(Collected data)
════════════════════

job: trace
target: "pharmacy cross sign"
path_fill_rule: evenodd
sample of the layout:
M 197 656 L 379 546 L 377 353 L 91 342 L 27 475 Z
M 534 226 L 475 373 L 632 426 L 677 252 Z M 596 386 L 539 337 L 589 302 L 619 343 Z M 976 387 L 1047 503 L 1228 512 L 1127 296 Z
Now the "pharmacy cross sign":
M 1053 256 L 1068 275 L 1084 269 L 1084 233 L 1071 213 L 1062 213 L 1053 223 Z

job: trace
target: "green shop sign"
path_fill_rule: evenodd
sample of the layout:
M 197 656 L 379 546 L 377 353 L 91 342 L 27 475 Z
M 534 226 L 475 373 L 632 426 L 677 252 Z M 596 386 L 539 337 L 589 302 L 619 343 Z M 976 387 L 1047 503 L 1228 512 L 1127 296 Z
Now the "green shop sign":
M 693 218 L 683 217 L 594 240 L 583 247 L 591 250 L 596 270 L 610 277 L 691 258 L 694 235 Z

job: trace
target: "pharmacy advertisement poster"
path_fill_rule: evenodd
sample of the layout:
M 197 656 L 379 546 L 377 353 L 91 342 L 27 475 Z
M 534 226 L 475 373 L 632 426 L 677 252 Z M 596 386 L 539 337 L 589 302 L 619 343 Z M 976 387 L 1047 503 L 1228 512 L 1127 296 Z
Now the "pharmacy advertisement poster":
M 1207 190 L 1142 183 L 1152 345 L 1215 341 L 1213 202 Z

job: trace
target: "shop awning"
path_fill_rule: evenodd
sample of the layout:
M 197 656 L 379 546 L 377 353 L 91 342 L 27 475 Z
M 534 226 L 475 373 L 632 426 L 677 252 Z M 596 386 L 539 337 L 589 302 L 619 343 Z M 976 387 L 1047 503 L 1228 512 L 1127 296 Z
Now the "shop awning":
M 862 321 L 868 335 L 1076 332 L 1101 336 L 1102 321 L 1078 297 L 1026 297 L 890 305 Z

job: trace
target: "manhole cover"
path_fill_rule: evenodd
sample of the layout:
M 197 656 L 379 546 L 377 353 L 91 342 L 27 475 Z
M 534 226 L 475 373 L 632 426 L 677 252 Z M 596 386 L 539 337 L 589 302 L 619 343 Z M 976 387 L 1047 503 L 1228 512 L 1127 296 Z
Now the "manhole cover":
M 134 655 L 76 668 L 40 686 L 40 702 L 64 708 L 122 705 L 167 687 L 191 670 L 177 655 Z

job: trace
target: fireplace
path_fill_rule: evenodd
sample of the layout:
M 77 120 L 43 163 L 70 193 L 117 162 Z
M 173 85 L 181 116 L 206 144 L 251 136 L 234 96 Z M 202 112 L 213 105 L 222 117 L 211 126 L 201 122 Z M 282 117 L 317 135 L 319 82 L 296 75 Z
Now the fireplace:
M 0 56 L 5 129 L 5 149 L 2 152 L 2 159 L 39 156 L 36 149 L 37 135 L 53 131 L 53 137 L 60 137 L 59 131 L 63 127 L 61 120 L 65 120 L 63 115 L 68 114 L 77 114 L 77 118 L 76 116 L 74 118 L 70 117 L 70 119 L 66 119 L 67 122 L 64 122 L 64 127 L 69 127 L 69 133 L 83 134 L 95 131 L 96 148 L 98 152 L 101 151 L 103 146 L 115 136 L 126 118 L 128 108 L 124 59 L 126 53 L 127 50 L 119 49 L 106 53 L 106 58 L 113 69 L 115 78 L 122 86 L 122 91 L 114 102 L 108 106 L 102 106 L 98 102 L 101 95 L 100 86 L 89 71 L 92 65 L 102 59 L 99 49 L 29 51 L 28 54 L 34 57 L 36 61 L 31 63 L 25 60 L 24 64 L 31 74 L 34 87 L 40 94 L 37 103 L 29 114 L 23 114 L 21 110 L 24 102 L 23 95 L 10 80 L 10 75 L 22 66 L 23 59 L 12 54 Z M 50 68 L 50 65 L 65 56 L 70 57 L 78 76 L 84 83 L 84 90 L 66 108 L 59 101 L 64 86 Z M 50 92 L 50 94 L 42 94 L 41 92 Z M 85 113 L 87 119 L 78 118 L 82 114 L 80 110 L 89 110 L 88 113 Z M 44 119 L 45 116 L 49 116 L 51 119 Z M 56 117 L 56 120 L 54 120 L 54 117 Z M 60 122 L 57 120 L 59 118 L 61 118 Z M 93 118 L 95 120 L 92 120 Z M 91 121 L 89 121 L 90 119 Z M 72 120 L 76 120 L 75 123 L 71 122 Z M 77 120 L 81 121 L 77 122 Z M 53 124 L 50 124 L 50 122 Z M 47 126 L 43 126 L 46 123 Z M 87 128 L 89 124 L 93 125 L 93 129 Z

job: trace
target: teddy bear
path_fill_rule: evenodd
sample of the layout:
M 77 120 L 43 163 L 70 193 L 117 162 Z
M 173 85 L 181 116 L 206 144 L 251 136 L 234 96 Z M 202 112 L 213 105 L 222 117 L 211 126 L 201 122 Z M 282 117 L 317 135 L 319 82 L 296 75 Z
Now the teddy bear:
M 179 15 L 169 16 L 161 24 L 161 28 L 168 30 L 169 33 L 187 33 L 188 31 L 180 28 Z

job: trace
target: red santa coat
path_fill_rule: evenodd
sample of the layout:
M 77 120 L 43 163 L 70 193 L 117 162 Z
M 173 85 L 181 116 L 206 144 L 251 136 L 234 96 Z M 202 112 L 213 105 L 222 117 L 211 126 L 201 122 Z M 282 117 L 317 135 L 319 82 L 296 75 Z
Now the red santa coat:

════════════════════

**EXERCISE BRIEF:**
Set down every record above, word for word.

**ANSWER TO THIS PROBLEM:**
job: trace
target: "pharmacy cross sign"
path_fill_rule: evenodd
sample of the layout:
M 197 656 L 379 546 L 377 353 L 91 342 L 27 475 Z
M 534 226 L 475 373 L 632 426 L 677 252 Z M 596 386 L 539 337 L 589 302 L 619 343 Z M 976 387 L 1047 503 L 1228 512 L 1127 296 Z
Now the "pharmacy cross sign":
M 1053 256 L 1068 275 L 1084 269 L 1084 233 L 1071 213 L 1062 213 L 1053 223 Z

job: trace
target: "green shop sign"
path_fill_rule: evenodd
sample of the layout:
M 197 656 L 379 546 L 377 353 L 91 342 L 27 475 Z
M 534 226 L 475 373 L 632 426 L 677 252 Z M 596 386 L 539 337 L 589 302 L 619 343 Z M 976 387 L 1047 503 L 1228 512 L 1127 296 Z
Now the "green shop sign":
M 693 218 L 683 217 L 594 240 L 583 247 L 591 250 L 596 270 L 610 277 L 691 258 L 694 235 Z

job: trace
target: "pharmacy advertisement poster"
path_fill_rule: evenodd
sample of the layout:
M 197 656 L 379 546 L 377 353 L 91 342 L 27 475 Z
M 534 226 L 475 373 L 632 426 L 677 252 Z M 596 386 L 539 337 L 589 302 L 619 343 Z M 976 387 L 1047 503 L 1228 512 L 1127 296 Z
Now the "pharmacy advertisement poster":
M 1207 190 L 1142 183 L 1152 345 L 1215 341 L 1213 202 Z

job: trace
target: "shop awning"
path_fill_rule: evenodd
sample of the layout:
M 197 656 L 379 546 L 377 353 L 91 342 L 27 475 Z
M 534 226 L 475 373 L 632 426 L 677 252 Z M 596 386 L 539 337 L 589 302 L 619 343 Z M 976 387 L 1047 503 L 1228 512 L 1127 296 Z
Now the "shop awning":
M 862 321 L 868 335 L 1076 332 L 1101 336 L 1102 321 L 1078 297 L 1026 297 L 890 305 Z

job: trace
target: "manhole cover"
path_fill_rule: evenodd
sample of the layout:
M 197 656 L 379 546 L 377 353 L 91 342 L 27 475 Z
M 534 226 L 475 373 L 632 426 L 677 252 Z M 596 386 L 539 337 L 589 302 L 619 343 Z M 976 387 L 1047 503 L 1228 512 L 1127 296 Z
Now the "manhole cover":
M 134 655 L 76 668 L 40 686 L 40 702 L 64 708 L 122 705 L 167 687 L 191 670 L 177 655 Z

job: trace
target: fireplace
path_fill_rule: evenodd
sample of the layout:
M 77 120 L 43 163 L 70 193 L 117 162 Z
M 173 85 L 181 116 L 206 144 L 251 136 L 234 96 Z M 202 112 L 213 105 L 222 117 L 211 126 L 201 122 Z M 282 117 L 317 135 L 319 82 L 296 75 Z
Now the fireplace:
M 0 56 L 5 129 L 5 149 L 2 152 L 2 159 L 39 156 L 36 149 L 37 135 L 53 131 L 53 137 L 60 137 L 59 131 L 63 127 L 61 120 L 65 120 L 63 115 L 68 114 L 77 114 L 77 118 L 76 116 L 74 118 L 70 117 L 70 119 L 66 119 L 67 122 L 64 122 L 64 127 L 69 127 L 69 133 L 83 134 L 95 131 L 96 148 L 98 152 L 101 151 L 103 146 L 115 136 L 126 118 L 128 108 L 124 59 L 126 53 L 127 50 L 119 49 L 106 53 L 106 58 L 113 69 L 115 78 L 122 86 L 122 91 L 114 102 L 108 106 L 102 106 L 98 102 L 101 95 L 100 86 L 89 71 L 92 65 L 102 59 L 99 49 L 29 51 L 28 54 L 34 57 L 36 61 L 31 63 L 25 60 L 24 64 L 31 74 L 34 87 L 40 94 L 37 103 L 29 114 L 23 114 L 21 110 L 24 102 L 23 95 L 10 80 L 10 75 L 22 66 L 23 59 L 12 54 Z M 50 68 L 50 65 L 65 56 L 70 57 L 78 76 L 84 83 L 84 90 L 66 108 L 59 101 L 64 86 Z M 50 92 L 50 94 L 42 94 L 41 92 Z M 85 113 L 87 119 L 78 118 L 82 114 L 80 110 L 89 110 L 88 113 Z M 44 119 L 45 116 L 49 116 L 51 119 Z M 56 117 L 56 120 L 54 120 L 54 117 Z M 60 122 L 57 120 L 59 118 L 61 118 Z M 93 118 L 95 120 L 92 120 Z M 91 121 L 89 121 L 90 119 Z M 72 120 L 76 120 L 75 123 L 71 122 Z M 77 120 L 81 121 L 77 122 Z M 53 124 L 50 124 L 50 122 Z M 47 126 L 43 126 L 46 123 Z M 87 128 L 89 124 L 93 125 L 93 129 Z

job: trace
target: teddy bear
path_fill_rule: evenodd
sample of the layout:
M 77 120 L 43 163 L 70 193 L 117 162 Z
M 173 85 L 181 116 L 206 144 L 251 136 L 234 96 Z M 202 112 L 213 105 L 222 117 L 211 126 L 201 122 Z M 282 117 L 317 135 L 319 82 L 296 75 Z
Now the teddy bear:
M 179 15 L 169 16 L 161 24 L 161 28 L 168 30 L 169 33 L 187 33 L 188 31 L 180 28 Z

job: trace
target: red santa coat
path_fill_rule: evenodd
sample of the layout:
M 77 120 L 43 163 L 70 193 L 117 162 Z
M 173 85 L 181 116 L 206 144 L 251 136 L 234 96 Z M 202 112 L 213 105 L 222 117 L 211 126 L 201 122 Z M 282 117 L 317 135 L 319 82 L 296 75 Z
Now the red santa coat:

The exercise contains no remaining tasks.